GIVEN INSTRUCTION :: Give every line of the data again, unchanged, but with no pictures.

SUPPLIED INFORMATION ::
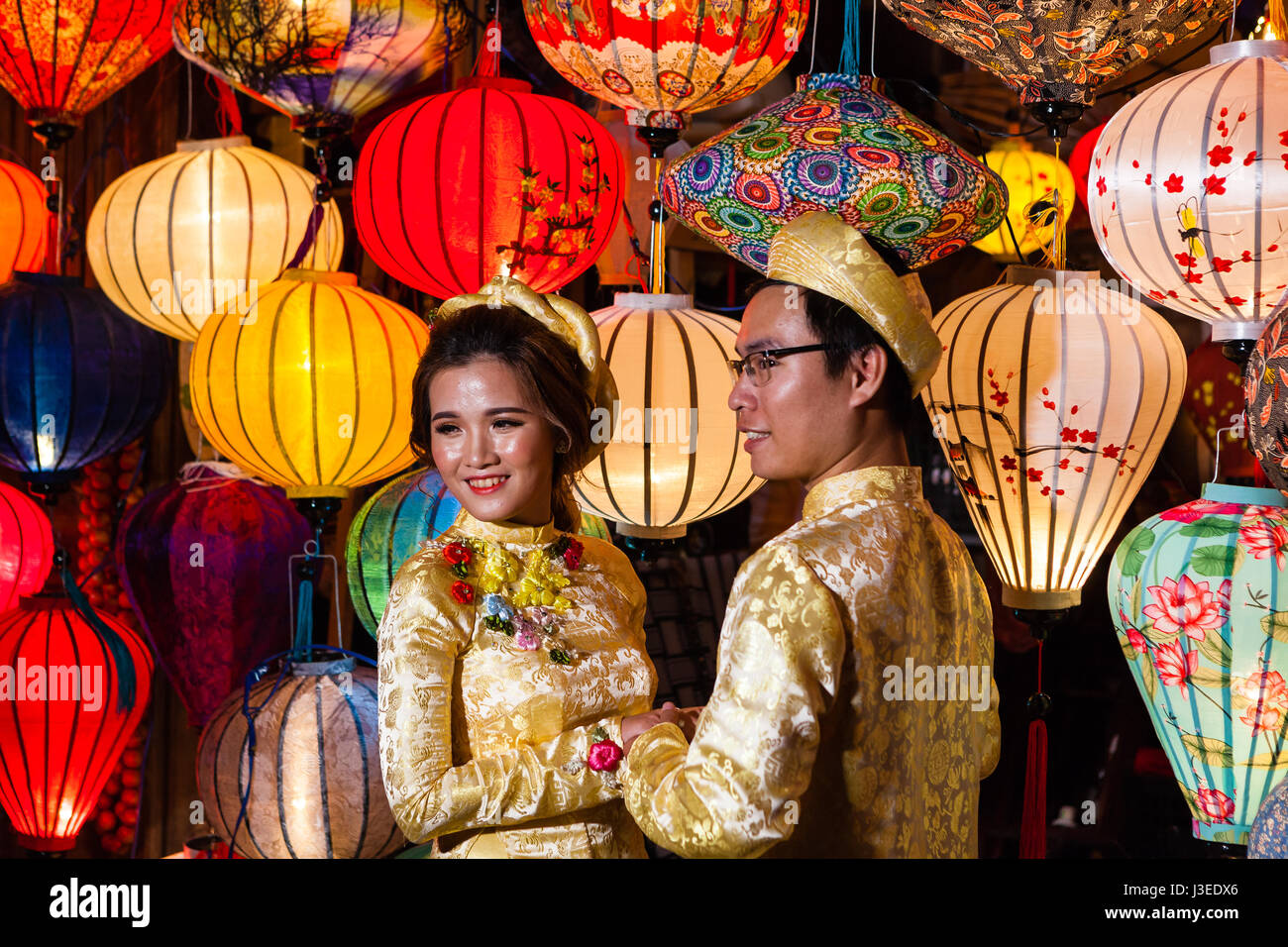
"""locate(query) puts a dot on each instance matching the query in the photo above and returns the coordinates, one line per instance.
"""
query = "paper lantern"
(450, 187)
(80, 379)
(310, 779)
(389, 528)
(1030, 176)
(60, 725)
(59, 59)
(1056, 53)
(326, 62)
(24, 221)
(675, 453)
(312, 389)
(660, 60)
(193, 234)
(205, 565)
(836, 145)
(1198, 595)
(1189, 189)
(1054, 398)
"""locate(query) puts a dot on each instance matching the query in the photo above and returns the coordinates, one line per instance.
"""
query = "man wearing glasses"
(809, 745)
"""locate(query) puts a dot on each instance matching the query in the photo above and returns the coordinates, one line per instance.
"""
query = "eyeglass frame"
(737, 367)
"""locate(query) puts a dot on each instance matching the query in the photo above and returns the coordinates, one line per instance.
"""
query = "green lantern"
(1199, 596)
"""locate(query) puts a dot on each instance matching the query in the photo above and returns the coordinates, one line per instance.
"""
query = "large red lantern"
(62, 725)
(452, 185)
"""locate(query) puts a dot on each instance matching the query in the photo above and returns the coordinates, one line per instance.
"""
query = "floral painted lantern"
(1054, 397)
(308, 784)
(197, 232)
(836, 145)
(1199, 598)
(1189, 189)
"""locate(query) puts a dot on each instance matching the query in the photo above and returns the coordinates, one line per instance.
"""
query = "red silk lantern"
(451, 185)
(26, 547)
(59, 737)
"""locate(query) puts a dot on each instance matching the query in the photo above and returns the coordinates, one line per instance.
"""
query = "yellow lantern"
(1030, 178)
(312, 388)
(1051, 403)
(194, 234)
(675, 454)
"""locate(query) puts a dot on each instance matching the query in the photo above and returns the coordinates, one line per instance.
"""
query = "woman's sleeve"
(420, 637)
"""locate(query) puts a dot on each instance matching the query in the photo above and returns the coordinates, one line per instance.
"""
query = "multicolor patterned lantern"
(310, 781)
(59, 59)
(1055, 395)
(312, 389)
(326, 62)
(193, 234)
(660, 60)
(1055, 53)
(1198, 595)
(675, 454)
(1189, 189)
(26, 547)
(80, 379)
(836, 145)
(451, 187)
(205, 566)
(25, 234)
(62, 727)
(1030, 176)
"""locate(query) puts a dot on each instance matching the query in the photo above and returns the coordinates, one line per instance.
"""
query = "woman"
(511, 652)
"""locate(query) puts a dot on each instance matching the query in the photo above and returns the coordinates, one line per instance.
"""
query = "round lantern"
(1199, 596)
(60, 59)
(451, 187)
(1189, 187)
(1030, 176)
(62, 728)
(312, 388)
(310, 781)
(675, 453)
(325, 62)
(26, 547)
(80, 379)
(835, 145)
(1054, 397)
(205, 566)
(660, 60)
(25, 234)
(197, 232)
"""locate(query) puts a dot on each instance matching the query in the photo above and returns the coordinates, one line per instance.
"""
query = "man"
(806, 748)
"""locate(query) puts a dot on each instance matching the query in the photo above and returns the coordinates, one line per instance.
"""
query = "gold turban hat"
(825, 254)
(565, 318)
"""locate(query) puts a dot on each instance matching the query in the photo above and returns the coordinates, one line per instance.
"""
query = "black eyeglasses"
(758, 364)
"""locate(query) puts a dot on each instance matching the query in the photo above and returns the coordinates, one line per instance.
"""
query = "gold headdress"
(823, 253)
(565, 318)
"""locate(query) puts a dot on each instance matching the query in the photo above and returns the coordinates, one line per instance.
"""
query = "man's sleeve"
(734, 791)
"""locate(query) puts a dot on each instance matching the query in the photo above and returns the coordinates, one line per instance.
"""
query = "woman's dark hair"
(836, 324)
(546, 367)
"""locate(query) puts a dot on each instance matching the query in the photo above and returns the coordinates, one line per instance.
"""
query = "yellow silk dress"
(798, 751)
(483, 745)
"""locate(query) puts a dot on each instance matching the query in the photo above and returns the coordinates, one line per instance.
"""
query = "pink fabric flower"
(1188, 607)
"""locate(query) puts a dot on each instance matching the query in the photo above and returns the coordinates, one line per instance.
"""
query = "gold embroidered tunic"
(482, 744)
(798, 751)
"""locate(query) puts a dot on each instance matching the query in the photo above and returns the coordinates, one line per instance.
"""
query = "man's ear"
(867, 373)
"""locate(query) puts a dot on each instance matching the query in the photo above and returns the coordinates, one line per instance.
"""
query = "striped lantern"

TASK ANSWER ::
"""locate(query) puts a dot on each instance matching the query in the photo above and returns the coordinates, one line per instance.
"""
query = "paper lantern"
(450, 187)
(80, 379)
(310, 779)
(389, 528)
(1030, 176)
(60, 725)
(59, 59)
(1056, 53)
(326, 62)
(24, 221)
(675, 453)
(312, 389)
(660, 60)
(193, 234)
(205, 565)
(836, 145)
(1198, 595)
(1189, 189)
(1054, 398)
"""locate(query) puts a dot on each instance matching the query in the photo above and returns the coordinates, one line per instance.
"""
query = "man wearing glasses"
(809, 745)
"""locate(query) puts a dot on each instance matching the query in the photo above and returns the coordinates, one line per instance.
"""
query = "eyeglass frame"
(737, 367)
"""locate(query) puts a dot on each instance matching the query in the photo above and returns the coordinates, one line per instance.
"""
query = "green lantern"
(1199, 596)
"""locate(query) puts a dot on each instance matching the query in the photo above and returns the coordinates, one line per instance.
"""
query = "large red lantern"
(62, 725)
(452, 185)
"""locate(query) puts a dot on each instance matching the query in the photo above and returns the coordinates, one line per instance.
"""
query = "floral painted lantern"
(1054, 397)
(308, 784)
(197, 232)
(836, 145)
(1199, 598)
(1189, 189)
"""locate(query) puts a dot on each instance matching the query in the photo above and returns the coordinates, one line per instance.
"""
query = "red silk lantern"
(451, 185)
(26, 547)
(59, 737)
"""locate(query) puts a dot on each instance matching the query in the photo above and returns the coordinates, one line per instance.
"""
query = "yellow lantern"
(1030, 178)
(312, 388)
(1051, 403)
(194, 234)
(675, 454)
"""locate(query) puts a dot on each instance matching the query in the photo above and returns the coordinates, one line per instance.
"""
query = "woman's sleeve"
(420, 637)
"""locate(query) puts a dot on each instance matching the query in the photo above and returns the coordinates, one line per instance.
"""
query = "multicolor patterned lantern"
(310, 781)
(59, 59)
(1055, 395)
(312, 389)
(326, 62)
(193, 234)
(660, 60)
(1055, 53)
(1198, 595)
(675, 454)
(1189, 189)
(26, 547)
(80, 379)
(836, 145)
(451, 187)
(205, 566)
(25, 234)
(62, 727)
(1030, 176)
"""locate(query) puts a dot on each instance matching the query in the photo above and returns the coordinates, one line per instance.
"""
query = "woman"
(511, 652)
"""locate(query) puts a dot on each instance matching the query in the photo above and returns the coordinates, one line per instance.
"""
query = "round lantern"
(1199, 596)
(60, 59)
(451, 187)
(1189, 187)
(1030, 176)
(62, 728)
(312, 388)
(310, 781)
(675, 453)
(325, 62)
(26, 547)
(80, 379)
(835, 145)
(1054, 397)
(205, 566)
(660, 60)
(25, 234)
(197, 232)
"""locate(query) puts a dot on each instance matching the query in the photo above and returns the coordinates, one line per instance.
"""
query = "man"
(806, 748)
"""locate(query) puts a dot on each instance matching the query in the photo above and returns the coordinates, one line per instance.
"""
query = "gold turban hat"
(825, 254)
(565, 318)
"""locate(query) puts a dot on each instance matching the query in the photo above and returns the coordinates, one line per instance.
"""
query = "black eyeglasses"
(758, 364)
"""locate(query) puts a dot on each instance matching the query in the photo above and returns the coordinates, one line per instance.
"""
query = "gold headdress"
(823, 253)
(565, 318)
"""locate(query) puts a dot on each instance matching the query in the photo above and returns the coordinates, one line per instance.
"""
query = "man's sleeve"
(734, 791)
"""locate(query) puts a dot on each instance matching the query in the photo above and returns the coordinates, one line per instance.
"""
query = "woman's dark hair"
(836, 324)
(546, 367)
"""locate(query) puts a dot on each instance matching the query in the photo above and returns the coordinates, one line per instance.
"""
query = "yellow silk dress"
(798, 751)
(483, 745)
"""locate(query) puts a dot on each instance matching the query in the photo above and returns the coordinates, one line per instance.
"""
query = "pink fabric flower"
(1188, 607)
"""locate(query) puts a dot on each instance matching the query in the photo above and returns the coordinates, one line per instance.
"""
query = "gold embroidered tunic"
(482, 744)
(798, 751)
"""locate(query) puts a dot on each instance matching the query in the photo above and returns the coordinates, one line per instance.
"""
query = "man's ear"
(867, 373)
"""locate(query) puts a dot on each instance matching the query in the photo above and returns the coordinates, one line per instance.
"""
query = "striped lantern"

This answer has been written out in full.